# The abandoned factory...



## Nimue (Jan 23, 2013)

The U.M.O (Un mundo Olvidado) company


----------



## UE-OMJ (Jan 23, 2013)

Great report ...but strangely I loved the mouse pic best


----------



## MrDan (Jan 23, 2013)

Some great pics there, what country is this?
Cute little mouse!


----------



## Silent Hill (Jan 23, 2013)

Some history would be nice  Strange place, but looks a cool explore


----------



## mrtoby (Jan 23, 2013)

little mouse!!! Good pics


----------



## flyboys90 (Jan 23, 2013)

The doormouse is great,what did they make here? thanks for sharing.


----------



## perjury saint (Jan 23, 2013)

*Like the look of this place!!*


----------



## Artemi (Jan 23, 2013)

MrDan said:


> Some great pics there, what country is this?
> Cute little mouse!



That's Spain.

◆ GIVEN REQUEST
Extend the forum thread about the abandoned factory with a few more replies after Artemi's answer. The records that come next aren't needed here.

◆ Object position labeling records
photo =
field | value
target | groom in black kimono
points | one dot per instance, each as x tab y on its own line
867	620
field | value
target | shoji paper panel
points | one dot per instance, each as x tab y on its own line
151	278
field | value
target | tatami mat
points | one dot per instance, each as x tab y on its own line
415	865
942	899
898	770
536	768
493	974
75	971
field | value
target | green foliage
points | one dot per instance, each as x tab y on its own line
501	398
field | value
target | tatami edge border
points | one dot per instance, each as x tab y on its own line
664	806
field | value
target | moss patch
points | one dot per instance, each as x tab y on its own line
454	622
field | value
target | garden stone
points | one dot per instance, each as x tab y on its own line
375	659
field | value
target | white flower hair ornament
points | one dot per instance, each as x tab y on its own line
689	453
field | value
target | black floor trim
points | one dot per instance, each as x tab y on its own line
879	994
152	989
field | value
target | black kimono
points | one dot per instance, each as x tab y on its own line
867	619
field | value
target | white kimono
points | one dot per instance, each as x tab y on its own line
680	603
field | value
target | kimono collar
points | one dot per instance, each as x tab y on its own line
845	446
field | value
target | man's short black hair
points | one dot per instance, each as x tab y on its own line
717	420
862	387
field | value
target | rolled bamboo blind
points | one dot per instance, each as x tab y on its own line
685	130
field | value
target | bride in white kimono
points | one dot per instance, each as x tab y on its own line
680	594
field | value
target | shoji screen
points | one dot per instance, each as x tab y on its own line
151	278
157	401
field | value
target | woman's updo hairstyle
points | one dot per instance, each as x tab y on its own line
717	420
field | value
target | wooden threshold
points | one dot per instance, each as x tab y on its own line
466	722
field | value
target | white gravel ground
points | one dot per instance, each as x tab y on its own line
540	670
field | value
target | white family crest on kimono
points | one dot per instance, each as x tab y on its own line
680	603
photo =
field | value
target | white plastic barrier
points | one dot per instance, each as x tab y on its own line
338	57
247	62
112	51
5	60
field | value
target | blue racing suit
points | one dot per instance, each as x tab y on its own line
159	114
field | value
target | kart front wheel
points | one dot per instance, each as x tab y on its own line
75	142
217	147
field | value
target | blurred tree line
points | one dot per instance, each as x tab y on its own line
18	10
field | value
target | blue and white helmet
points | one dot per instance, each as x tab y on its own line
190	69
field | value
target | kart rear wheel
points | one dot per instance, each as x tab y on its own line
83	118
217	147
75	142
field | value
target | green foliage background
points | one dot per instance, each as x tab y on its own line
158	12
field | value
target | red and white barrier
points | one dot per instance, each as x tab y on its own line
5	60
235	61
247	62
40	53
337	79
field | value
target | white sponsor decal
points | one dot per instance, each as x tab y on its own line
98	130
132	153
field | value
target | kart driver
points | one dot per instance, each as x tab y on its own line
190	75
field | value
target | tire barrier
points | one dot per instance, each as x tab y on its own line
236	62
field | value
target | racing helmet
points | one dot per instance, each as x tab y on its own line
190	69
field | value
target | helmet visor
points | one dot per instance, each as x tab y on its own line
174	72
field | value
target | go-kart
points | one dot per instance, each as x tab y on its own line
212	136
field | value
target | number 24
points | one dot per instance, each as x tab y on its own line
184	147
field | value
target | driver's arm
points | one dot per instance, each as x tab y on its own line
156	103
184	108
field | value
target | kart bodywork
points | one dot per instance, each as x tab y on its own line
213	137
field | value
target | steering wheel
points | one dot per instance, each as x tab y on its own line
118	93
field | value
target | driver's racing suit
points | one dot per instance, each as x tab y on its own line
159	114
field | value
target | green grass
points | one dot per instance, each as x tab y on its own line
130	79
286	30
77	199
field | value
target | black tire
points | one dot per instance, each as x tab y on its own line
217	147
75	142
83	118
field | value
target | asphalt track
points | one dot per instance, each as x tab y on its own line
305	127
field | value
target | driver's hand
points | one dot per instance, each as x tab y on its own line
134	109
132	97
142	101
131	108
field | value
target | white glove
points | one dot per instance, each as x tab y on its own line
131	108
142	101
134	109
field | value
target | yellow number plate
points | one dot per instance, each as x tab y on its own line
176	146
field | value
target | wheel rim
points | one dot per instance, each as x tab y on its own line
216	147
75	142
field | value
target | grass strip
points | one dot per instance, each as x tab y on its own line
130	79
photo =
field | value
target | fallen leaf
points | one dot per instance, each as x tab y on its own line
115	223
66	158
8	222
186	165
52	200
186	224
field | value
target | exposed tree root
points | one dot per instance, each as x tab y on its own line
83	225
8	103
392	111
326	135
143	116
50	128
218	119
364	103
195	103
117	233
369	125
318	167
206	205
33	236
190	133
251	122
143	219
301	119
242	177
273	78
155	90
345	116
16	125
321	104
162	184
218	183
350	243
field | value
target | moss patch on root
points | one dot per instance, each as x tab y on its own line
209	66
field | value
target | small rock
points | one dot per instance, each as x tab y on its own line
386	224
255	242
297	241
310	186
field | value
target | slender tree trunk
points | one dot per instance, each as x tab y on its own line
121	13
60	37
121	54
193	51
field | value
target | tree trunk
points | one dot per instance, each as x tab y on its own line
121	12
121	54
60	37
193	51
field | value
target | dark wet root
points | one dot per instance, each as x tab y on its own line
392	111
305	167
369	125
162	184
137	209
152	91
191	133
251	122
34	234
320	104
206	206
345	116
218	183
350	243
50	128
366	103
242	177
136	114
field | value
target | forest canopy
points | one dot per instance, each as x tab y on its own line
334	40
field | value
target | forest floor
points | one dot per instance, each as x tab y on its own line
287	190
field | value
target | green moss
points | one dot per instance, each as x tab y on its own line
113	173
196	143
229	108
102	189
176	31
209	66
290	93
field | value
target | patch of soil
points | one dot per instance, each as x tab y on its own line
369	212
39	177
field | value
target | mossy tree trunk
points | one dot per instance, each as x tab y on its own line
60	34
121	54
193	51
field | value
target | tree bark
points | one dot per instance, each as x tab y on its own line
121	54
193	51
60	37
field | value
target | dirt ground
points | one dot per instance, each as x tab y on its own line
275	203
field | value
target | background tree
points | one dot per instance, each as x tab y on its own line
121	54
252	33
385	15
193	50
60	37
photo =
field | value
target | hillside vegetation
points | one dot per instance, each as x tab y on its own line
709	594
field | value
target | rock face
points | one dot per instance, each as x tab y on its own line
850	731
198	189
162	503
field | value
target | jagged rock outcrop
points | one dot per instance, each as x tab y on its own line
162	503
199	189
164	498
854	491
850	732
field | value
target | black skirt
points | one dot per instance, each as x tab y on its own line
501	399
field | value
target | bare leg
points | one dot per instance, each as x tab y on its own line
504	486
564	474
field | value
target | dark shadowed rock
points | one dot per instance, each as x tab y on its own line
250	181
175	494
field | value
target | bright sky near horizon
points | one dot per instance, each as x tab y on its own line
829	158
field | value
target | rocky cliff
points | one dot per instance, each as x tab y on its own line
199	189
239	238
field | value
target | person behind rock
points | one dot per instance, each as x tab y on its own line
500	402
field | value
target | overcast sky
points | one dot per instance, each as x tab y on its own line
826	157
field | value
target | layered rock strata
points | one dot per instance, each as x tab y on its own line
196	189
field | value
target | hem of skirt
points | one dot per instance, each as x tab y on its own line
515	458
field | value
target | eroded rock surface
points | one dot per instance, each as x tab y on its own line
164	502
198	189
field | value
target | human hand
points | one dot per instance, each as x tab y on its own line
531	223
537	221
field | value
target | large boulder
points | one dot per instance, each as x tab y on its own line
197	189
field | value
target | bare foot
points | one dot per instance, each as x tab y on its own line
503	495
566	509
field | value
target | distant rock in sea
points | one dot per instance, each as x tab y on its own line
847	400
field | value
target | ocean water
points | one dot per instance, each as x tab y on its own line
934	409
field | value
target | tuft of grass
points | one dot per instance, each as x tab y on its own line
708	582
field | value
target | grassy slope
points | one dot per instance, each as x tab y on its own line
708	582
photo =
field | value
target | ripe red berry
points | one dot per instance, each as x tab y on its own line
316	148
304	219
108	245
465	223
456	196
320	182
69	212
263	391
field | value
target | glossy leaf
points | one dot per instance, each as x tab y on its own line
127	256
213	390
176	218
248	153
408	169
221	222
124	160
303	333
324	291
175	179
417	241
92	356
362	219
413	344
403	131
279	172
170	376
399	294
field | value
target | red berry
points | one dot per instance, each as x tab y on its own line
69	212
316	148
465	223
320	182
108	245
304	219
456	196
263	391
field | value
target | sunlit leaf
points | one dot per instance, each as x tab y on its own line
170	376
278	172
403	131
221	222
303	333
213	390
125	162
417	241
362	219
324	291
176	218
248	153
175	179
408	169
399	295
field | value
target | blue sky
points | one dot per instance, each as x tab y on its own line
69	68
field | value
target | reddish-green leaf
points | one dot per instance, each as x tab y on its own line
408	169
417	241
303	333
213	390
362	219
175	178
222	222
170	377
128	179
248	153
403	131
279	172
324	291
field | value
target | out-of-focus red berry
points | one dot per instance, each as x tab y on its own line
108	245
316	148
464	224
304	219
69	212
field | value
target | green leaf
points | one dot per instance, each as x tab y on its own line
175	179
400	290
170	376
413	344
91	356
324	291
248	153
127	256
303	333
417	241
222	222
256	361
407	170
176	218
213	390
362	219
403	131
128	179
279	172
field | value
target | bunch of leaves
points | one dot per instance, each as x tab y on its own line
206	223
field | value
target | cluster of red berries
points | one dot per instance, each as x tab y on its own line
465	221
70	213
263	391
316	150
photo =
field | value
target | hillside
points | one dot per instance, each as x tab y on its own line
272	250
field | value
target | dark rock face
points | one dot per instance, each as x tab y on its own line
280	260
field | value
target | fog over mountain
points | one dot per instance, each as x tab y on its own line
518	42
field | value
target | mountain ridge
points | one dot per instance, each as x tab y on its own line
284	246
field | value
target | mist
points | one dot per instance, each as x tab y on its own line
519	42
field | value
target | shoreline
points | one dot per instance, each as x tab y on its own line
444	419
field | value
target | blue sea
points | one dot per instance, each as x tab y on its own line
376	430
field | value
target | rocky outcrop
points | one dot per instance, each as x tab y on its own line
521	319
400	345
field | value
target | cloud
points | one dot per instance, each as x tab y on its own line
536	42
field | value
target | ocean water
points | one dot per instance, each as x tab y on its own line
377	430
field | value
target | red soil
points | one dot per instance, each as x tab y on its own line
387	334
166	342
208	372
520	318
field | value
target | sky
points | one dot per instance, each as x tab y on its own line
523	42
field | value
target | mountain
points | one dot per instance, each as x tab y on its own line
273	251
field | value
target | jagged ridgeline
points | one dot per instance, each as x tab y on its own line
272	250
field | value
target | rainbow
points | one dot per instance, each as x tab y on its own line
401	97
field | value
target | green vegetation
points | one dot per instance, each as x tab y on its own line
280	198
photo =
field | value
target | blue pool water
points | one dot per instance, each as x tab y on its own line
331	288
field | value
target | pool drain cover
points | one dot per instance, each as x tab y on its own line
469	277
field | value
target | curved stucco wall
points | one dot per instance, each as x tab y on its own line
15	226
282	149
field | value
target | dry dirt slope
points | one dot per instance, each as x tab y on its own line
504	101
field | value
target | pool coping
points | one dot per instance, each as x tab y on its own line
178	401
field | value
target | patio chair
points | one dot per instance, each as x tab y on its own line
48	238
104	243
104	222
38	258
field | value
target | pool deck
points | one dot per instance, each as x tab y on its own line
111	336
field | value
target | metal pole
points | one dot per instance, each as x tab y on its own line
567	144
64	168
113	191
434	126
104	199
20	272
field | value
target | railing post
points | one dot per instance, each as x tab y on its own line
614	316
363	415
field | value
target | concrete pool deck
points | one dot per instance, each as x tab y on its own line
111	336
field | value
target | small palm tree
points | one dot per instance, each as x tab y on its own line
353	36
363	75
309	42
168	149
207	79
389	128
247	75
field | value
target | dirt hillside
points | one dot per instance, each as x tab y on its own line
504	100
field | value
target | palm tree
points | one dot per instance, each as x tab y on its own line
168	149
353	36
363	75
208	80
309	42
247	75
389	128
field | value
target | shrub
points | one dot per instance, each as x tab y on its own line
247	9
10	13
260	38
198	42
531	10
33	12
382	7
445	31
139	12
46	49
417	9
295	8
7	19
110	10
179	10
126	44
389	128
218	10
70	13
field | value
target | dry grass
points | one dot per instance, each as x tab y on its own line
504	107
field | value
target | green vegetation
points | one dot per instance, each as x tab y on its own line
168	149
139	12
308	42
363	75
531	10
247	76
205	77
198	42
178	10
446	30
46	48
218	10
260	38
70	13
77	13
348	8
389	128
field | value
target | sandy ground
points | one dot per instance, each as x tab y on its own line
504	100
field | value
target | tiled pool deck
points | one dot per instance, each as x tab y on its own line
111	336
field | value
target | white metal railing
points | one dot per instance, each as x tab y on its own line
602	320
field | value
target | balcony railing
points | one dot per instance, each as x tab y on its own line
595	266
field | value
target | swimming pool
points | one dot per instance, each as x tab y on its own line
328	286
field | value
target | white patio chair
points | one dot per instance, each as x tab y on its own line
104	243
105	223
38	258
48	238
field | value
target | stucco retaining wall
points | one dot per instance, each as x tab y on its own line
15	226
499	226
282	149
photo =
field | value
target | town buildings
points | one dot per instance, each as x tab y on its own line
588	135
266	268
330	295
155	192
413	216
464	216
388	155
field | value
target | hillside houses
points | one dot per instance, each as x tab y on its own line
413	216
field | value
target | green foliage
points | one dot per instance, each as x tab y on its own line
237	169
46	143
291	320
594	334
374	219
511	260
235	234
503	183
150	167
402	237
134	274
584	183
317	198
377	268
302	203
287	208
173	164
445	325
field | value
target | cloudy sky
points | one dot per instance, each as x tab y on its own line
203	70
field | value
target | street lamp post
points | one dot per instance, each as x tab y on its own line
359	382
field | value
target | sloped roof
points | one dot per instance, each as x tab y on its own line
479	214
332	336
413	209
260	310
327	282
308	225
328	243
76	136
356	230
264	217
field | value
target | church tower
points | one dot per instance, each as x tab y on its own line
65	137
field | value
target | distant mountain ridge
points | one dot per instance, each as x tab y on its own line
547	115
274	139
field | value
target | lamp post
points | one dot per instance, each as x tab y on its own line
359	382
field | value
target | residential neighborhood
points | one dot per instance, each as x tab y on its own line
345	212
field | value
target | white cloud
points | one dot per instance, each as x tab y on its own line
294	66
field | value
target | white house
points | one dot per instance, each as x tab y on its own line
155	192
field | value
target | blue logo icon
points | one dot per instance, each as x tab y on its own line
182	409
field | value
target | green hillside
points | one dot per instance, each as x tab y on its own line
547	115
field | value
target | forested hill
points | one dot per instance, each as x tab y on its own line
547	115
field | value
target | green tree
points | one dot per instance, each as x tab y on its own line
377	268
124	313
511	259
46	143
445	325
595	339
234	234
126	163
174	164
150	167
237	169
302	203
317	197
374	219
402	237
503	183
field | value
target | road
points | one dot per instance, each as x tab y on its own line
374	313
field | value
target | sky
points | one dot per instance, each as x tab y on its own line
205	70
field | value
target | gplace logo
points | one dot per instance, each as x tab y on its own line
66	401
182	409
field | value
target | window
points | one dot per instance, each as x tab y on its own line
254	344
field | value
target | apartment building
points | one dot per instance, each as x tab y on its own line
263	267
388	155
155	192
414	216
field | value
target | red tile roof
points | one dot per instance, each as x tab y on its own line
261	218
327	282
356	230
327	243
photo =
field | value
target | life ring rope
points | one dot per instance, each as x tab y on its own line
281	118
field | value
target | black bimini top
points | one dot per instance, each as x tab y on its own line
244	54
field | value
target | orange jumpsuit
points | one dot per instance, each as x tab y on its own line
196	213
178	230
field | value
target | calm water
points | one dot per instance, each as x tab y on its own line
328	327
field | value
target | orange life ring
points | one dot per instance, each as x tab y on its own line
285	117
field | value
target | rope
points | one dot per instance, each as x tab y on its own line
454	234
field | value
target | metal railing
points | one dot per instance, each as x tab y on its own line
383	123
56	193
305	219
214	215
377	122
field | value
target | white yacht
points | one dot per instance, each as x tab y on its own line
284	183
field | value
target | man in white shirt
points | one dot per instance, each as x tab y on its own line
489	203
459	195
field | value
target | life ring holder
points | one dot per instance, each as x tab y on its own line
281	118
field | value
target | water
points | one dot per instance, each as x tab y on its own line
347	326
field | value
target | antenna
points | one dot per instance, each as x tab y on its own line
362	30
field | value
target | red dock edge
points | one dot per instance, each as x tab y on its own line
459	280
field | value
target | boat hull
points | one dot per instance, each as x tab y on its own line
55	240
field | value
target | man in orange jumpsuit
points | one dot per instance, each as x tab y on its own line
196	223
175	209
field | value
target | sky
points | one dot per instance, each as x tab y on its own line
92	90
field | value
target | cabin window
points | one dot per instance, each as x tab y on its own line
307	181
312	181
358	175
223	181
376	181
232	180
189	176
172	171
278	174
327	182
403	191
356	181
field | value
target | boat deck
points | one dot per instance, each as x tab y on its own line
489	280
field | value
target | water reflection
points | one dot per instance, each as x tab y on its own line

◆ RESULT OF THE EXERCISE
----------



## Wendy Lou (Jan 24, 2013)

Very cool place! I especially love the 4th from the bottom, looking through the glass, how awesome!


----------



## TeeJF (Jan 24, 2013)

I like that, and such a huge building!

But...

I can't figure out what I am looking at with the first pic, is it upside down or what?


----------



## Nimue (Jan 24, 2013)

TeeJF said:


> I like that, and such a huge building!
> 
> But...
> 
> I can't figure out what I am looking at with the first pic, is it upside down or what?



It is the reflection of ourselves in the pool water


----------



## chargergirl68 (Jan 29, 2013)

Great report!! These are some great photos.. looks like a wonderful place.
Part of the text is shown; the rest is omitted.